Reproduce the records that follow in full, excluding any picture they contain.
______________________________
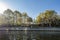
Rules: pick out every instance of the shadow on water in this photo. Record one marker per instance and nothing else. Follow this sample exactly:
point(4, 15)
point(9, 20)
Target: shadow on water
point(29, 34)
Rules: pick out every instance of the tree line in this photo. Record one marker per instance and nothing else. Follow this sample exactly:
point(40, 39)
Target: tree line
point(46, 18)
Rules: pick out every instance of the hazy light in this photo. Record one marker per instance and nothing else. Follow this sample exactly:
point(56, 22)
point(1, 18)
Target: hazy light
point(3, 7)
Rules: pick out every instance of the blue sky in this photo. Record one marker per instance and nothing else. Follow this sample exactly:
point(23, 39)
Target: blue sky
point(33, 7)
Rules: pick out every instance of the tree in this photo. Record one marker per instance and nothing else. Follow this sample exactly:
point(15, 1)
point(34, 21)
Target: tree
point(17, 17)
point(9, 16)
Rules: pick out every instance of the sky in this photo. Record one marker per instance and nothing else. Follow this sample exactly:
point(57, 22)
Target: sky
point(32, 7)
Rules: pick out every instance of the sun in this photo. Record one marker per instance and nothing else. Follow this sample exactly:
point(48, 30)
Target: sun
point(3, 7)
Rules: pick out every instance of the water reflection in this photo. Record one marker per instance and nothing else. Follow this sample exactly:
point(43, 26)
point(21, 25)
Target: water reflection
______________________________
▸ **TASK SOLUTION**:
Rules: pick out every instance of the shadow on water in this photo. Record one marker per instance and nothing else. Follow this sample exactly:
point(4, 15)
point(9, 20)
Target: shadow on water
point(29, 34)
Rules: pick out every instance of the tree line in this photo. Record one marker per instance and nothing else. Follow this sample exactly:
point(40, 39)
Target: tree line
point(46, 18)
Rules: pick out every instance of the hazy light in this photo. Record one marker per instance and nothing else. Follow this sample exactly:
point(56, 22)
point(1, 18)
Target: hazy light
point(3, 7)
Rules: pick out every instance of the blue sky in this photo. Record one marker per instance and nothing else. Follow this sample exactly:
point(23, 39)
Target: blue sky
point(33, 7)
Rules: pick out every instance of the tree in this photo. Record one marker per instance and nothing else. Follow this sample exactly:
point(15, 1)
point(34, 21)
Target: tree
point(17, 17)
point(9, 16)
Rules: pick out every instance of the sky in this photo. Record one marker per instance and nothing else. Follow this sample exactly:
point(57, 22)
Target: sky
point(32, 7)
Rules: pick out every instance of the sun in this photo. Record one marker per instance and nothing else. Follow this sample exactly:
point(48, 30)
Target: sun
point(3, 7)
Rules: pick out every instance of the water reflection in this photo. Record one marker per instance and nothing else. Follow this sample exactly:
point(43, 26)
point(21, 25)
Target: water reflection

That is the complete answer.